- **Task input**
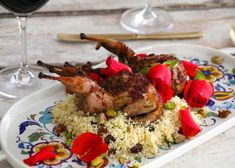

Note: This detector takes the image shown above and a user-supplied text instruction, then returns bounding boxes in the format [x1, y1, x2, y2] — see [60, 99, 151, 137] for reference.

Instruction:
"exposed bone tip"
[64, 61, 71, 67]
[80, 33, 86, 40]
[38, 72, 45, 79]
[95, 43, 101, 50]
[37, 60, 43, 66]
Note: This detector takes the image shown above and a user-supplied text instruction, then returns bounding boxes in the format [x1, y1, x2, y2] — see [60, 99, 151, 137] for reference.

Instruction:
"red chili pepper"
[23, 145, 56, 166]
[179, 107, 201, 138]
[71, 132, 108, 163]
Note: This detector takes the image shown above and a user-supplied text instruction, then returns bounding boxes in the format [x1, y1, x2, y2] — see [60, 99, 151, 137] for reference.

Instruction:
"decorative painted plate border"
[15, 57, 235, 167]
[1, 44, 234, 168]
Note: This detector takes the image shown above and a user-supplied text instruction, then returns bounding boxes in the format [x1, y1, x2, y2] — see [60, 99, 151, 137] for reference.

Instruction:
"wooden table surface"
[0, 0, 235, 167]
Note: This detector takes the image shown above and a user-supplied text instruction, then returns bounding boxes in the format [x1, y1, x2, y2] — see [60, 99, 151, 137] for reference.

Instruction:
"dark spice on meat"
[129, 54, 178, 72]
[100, 72, 149, 100]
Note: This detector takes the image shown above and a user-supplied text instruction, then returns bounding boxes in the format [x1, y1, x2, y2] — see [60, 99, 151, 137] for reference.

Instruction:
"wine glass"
[0, 0, 52, 98]
[120, 0, 174, 34]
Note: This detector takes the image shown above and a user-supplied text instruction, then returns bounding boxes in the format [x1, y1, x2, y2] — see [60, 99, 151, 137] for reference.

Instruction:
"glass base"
[0, 66, 54, 99]
[120, 8, 174, 34]
[10, 66, 35, 86]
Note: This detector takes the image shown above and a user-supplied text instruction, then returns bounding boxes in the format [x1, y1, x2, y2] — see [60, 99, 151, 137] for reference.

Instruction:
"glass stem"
[145, 0, 151, 9]
[136, 0, 157, 22]
[17, 16, 28, 68]
[10, 16, 34, 86]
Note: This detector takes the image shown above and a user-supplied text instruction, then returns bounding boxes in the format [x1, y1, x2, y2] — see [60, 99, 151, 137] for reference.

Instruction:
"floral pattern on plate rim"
[16, 57, 235, 167]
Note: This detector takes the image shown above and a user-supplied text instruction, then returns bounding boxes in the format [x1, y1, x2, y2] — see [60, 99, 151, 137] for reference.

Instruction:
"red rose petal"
[135, 53, 147, 59]
[191, 80, 214, 99]
[188, 95, 208, 108]
[183, 80, 193, 102]
[184, 80, 214, 108]
[180, 107, 201, 138]
[71, 132, 102, 156]
[104, 56, 132, 76]
[80, 141, 108, 162]
[154, 79, 174, 103]
[182, 60, 198, 78]
[23, 145, 56, 166]
[146, 64, 173, 102]
[39, 145, 54, 152]
[88, 72, 102, 82]
[99, 68, 106, 75]
[147, 64, 171, 86]
[71, 132, 108, 163]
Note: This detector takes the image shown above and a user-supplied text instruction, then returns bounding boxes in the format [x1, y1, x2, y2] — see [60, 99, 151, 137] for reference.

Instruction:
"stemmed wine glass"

- **Action item**
Your answer must be the records exactly as they stand, with no pictures in it.

- **Answer below**
Note: This detector takes the image shown above and a user-supplied text instruction, then returns bounding boxes in the format [x1, y1, x2, y2] — see [60, 99, 151, 137] for reference.

Instruction:
"exposed bone tip"
[64, 61, 71, 67]
[80, 33, 86, 40]
[38, 72, 45, 79]
[95, 43, 101, 50]
[37, 60, 43, 66]
Note: This detector takes the image shown above and a user-supplied text instruction, then returns bounding boxes in the format [x1, y1, x2, y2] — see [60, 99, 151, 137] for reference.

Instruction:
"red chili pepper"
[23, 145, 56, 166]
[179, 107, 201, 138]
[71, 132, 108, 163]
Note: This detector takes the image shown above and a user-supplied text instruction, then returns bounding boxes in the format [x1, y1, x2, y2] — see [60, 99, 151, 137] for reference.

Instruction:
"decorative painted plate border"
[15, 57, 235, 167]
[1, 44, 234, 168]
Note: This detector takes the image shown above and a user-supplied text instruction, then returns bounding boxes in the format [x1, y1, x2, y2] — see [60, 99, 151, 137] for reference.

Instruction:
"wooden table surface"
[0, 0, 235, 167]
Note: This detector takes the image shown above and a user-supplied text instruction, then returns bounding boxes in the format [x1, y1, x2, y2] — see [60, 99, 151, 137] for reference.

Instruction:
"dark spice on meat"
[129, 54, 178, 72]
[100, 72, 149, 100]
Note: This detector takes the image shown above and a user-supplied text instruction, then returns bounding boxes in the format [x1, y1, x2, y2] — see [60, 99, 151, 137] for reference.

Instruction:
"wine glass"
[0, 0, 52, 98]
[120, 0, 174, 34]
Note: This detector takes the image shown above and a user-supplied text instruction, then returns bounding boxes in the format [x1, y1, x2, y2] — see [60, 99, 151, 137] for reference.

Instruction:
"glass base"
[0, 66, 54, 99]
[120, 8, 174, 34]
[10, 66, 35, 86]
Note: This detector takes the image shown above and a user-supplied text instruction, then returns bounding boxes in the format [x1, y1, x2, y2] — see [60, 99, 151, 137] for reference.

Instruction:
"glass stem"
[145, 0, 151, 9]
[136, 0, 157, 22]
[17, 16, 28, 68]
[10, 16, 34, 86]
Note: This detector takes the image shown above and a user-supplied text instruction, then returns bounding boxes in the format [x1, y1, x2, y2] — see [60, 99, 151, 137] for reference.

Instruction:
"floral pattern on plate rim"
[16, 57, 235, 167]
Note: This detector takes the image shown above and a user-supplied text instruction, then returns bounding boxes in the format [x1, y1, x2, y2] — see [60, 99, 151, 137] for reference.

Instruction:
"red rose petal"
[135, 53, 147, 59]
[191, 80, 214, 99]
[188, 95, 208, 108]
[183, 80, 193, 102]
[184, 80, 214, 108]
[180, 107, 201, 138]
[71, 132, 102, 156]
[104, 56, 132, 76]
[80, 141, 108, 162]
[154, 79, 174, 103]
[182, 60, 198, 78]
[23, 145, 56, 166]
[146, 64, 173, 102]
[39, 145, 54, 152]
[88, 72, 102, 82]
[99, 68, 106, 75]
[147, 64, 171, 86]
[71, 132, 108, 163]
Note: This detector takes the image shown above and a user-supplied text instruction, then returns bounding boxes in the format [x1, y1, x2, y2] — see [60, 99, 151, 137] for reference.

Instruction:
"stemmed wine glass"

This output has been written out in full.